- **Problem**: Everything from the line containing "Exercise. Point out the small" through the final line of the records must be transcribed verbatim; nothing else belongs in the result.

--- Start of Exercise data ---

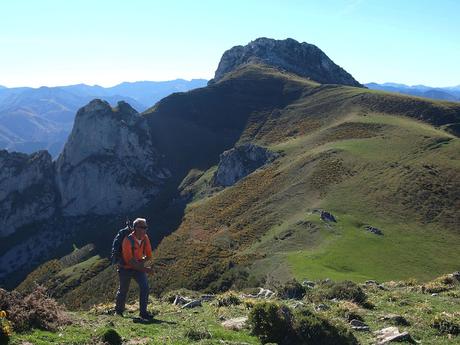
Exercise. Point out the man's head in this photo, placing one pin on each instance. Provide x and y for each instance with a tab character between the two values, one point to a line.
140	227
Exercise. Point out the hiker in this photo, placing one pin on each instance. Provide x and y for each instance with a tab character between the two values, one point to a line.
135	250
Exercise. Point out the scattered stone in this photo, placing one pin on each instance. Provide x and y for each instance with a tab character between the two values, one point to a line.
180	300
390	334
206	298
374	230
358	325
455	275
395	319
322	307
328	217
192	304
308	284
263	293
297	304
236	324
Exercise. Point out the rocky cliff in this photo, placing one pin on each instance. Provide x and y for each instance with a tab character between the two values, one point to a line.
239	162
27	192
108	164
303	59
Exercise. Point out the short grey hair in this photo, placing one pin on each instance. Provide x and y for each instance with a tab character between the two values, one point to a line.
139	220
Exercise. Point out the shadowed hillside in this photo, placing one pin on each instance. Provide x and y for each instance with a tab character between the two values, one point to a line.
374	160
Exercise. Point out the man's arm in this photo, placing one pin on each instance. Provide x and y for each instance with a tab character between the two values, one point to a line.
139	266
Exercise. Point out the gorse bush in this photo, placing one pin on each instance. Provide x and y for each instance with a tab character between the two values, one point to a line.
277	323
345	290
447	323
5	329
35	310
228	299
271	322
310	329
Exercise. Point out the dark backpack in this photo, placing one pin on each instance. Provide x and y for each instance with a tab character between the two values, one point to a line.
116	256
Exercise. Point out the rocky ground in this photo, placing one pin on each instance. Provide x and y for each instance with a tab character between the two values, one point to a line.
342	313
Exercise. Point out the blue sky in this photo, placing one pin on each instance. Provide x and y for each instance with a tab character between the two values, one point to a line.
60	42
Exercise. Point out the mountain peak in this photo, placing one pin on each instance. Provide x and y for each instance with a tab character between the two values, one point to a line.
303	59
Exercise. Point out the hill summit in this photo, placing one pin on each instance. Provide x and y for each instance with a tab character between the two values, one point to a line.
303	59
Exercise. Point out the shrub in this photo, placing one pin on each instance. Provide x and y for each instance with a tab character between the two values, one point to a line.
292	289
447	323
349	311
197	334
271	322
275	323
35	310
5	329
346	290
310	329
110	336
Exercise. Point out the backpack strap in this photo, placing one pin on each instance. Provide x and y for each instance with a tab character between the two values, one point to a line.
131	240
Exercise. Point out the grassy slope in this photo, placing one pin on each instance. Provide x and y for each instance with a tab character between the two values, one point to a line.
344	149
341	152
172	324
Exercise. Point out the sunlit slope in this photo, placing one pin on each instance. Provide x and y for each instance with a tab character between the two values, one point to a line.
365	156
368	157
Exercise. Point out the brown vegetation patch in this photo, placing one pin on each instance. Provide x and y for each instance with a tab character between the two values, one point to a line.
352	130
35	310
329	170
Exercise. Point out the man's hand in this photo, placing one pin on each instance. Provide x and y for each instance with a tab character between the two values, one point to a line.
148	270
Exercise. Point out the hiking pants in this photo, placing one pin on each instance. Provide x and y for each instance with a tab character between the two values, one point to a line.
125	276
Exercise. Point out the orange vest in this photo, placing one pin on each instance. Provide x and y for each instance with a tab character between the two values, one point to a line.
132	249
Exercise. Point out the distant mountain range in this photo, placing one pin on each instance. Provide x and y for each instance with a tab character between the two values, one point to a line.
444	93
32	119
262	176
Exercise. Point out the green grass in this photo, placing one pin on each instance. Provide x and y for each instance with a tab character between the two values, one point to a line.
406	299
170	326
405	250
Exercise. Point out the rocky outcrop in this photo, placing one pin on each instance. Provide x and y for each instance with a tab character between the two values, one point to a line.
303	59
239	162
27	191
108	164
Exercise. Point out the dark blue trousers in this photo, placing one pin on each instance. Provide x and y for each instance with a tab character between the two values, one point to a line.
125	276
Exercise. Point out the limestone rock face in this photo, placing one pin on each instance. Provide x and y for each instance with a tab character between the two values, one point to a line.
303	59
27	191
108	164
239	162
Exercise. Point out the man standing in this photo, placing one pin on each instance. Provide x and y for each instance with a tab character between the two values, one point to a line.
136	249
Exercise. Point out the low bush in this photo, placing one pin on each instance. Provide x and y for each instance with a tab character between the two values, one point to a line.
310	329
110	336
292	290
272	323
35	310
447	323
197	334
5	329
345	290
277	323
228	300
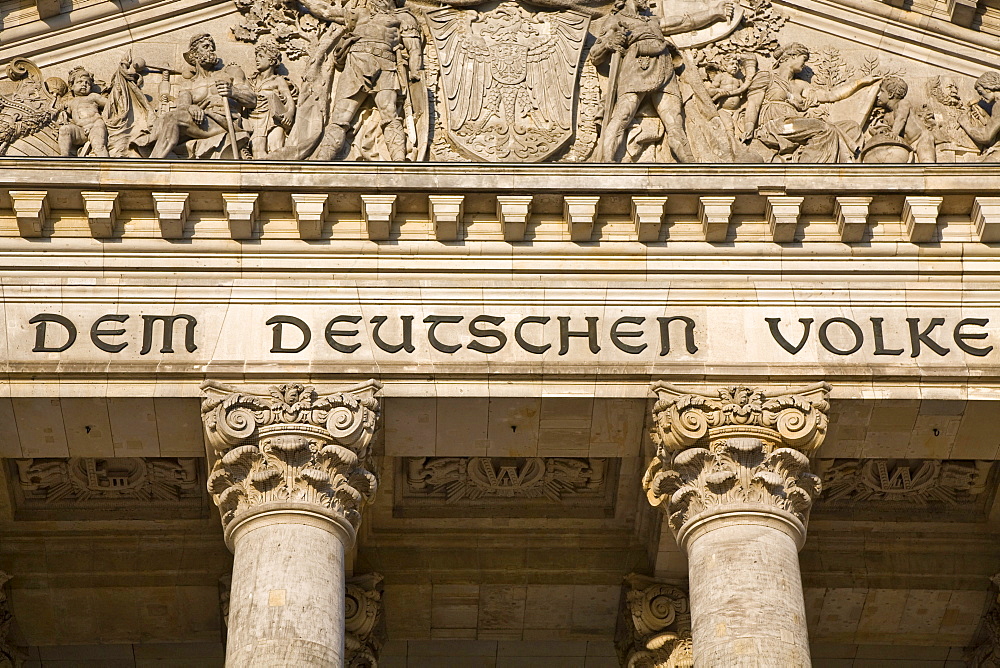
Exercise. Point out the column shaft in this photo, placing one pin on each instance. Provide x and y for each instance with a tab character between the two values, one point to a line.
287	602
747	607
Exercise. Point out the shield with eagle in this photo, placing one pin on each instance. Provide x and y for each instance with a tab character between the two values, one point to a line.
508	78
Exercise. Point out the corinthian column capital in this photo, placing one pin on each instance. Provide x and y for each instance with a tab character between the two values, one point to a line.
738	451
292	449
654	625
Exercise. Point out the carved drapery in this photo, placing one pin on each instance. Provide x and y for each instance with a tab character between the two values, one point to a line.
364	621
654	625
514	81
739	449
291	448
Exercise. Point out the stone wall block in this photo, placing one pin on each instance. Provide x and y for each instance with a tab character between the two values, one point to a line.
715	213
378	212
920	217
102	213
513	212
242	210
310	213
172	211
446	212
986	219
580	214
852	217
782	215
647	217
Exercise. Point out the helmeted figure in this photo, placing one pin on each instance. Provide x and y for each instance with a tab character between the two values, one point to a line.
209	110
642	68
379	56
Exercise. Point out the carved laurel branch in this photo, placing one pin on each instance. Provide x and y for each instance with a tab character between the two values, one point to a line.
682	419
737	471
291	446
232	418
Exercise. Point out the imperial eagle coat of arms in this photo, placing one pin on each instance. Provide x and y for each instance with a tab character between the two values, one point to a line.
508	78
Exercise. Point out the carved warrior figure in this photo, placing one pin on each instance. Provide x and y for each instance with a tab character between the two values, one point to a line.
896	126
274	113
84	123
128	114
509	79
380	56
777	113
642	67
741	448
987	133
208	119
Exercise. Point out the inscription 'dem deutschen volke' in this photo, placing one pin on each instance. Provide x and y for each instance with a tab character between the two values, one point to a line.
533	334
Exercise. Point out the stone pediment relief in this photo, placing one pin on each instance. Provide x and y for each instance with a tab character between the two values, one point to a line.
509	81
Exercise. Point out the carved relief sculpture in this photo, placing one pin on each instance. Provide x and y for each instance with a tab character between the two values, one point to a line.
84	123
380	54
514	81
364	621
778	116
475	478
273	114
983	124
897	133
642	66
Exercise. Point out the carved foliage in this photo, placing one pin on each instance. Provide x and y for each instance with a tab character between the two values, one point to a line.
730	473
474	478
682	419
892	483
95	482
291	446
985	651
364	621
654	625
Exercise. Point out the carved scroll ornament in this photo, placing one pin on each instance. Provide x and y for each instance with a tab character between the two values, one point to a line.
654	625
291	447
739	450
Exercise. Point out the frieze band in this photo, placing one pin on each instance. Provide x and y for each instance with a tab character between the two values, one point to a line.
566	81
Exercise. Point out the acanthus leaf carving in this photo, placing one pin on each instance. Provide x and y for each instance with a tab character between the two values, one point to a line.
291	446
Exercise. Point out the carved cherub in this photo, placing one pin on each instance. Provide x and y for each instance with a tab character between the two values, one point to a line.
83	112
272	117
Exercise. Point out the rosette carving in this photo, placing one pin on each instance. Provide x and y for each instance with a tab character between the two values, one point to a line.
364	623
291	446
654	625
740	450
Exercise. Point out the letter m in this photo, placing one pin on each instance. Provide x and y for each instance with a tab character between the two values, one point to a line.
149	324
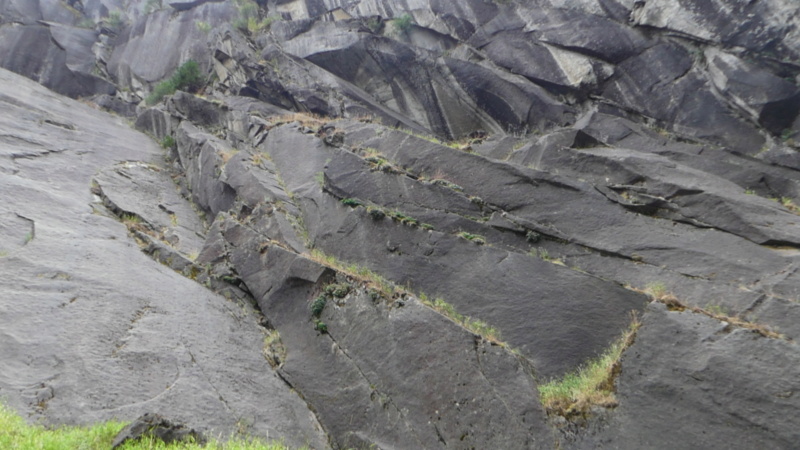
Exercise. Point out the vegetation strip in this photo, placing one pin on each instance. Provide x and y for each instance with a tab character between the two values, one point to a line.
388	290
591	384
658	292
15	434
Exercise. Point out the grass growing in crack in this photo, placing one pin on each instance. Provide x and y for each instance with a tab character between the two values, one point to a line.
130	219
186	78
379	286
15	433
404	23
659	293
168	142
476	326
476	238
361	274
592	384
789	204
318	305
352	202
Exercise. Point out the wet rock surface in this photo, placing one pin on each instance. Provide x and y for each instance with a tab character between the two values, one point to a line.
537	166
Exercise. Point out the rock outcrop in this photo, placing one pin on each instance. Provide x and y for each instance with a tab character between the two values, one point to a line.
390	224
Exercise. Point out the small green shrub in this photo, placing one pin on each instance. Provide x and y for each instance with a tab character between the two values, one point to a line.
168	142
15	433
339	290
591	384
376	213
374	24
205	27
318	305
478	239
321	326
186	78
152	6
115	20
404	23
86	22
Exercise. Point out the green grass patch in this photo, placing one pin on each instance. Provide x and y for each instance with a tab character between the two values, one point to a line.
476	326
16	434
186	78
476	238
592	384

--- End of Exercise data ---

- **The completed task**:
Exercise. Point out the small green shrub in this photo, placing one pin on each instance. Provide x and y for each instance with a tab character between the two values, one point to a line.
168	142
15	433
339	290
591	384
376	213
374	24
205	27
318	305
478	239
321	326
186	78
152	6
115	20
404	23
86	22
Exercise. Point out the green grass patch in this photo, placing one pin on each instance. Provide x and y for each instance with a tab character between the two values, one point to a line.
476	326
16	434
186	78
476	238
592	384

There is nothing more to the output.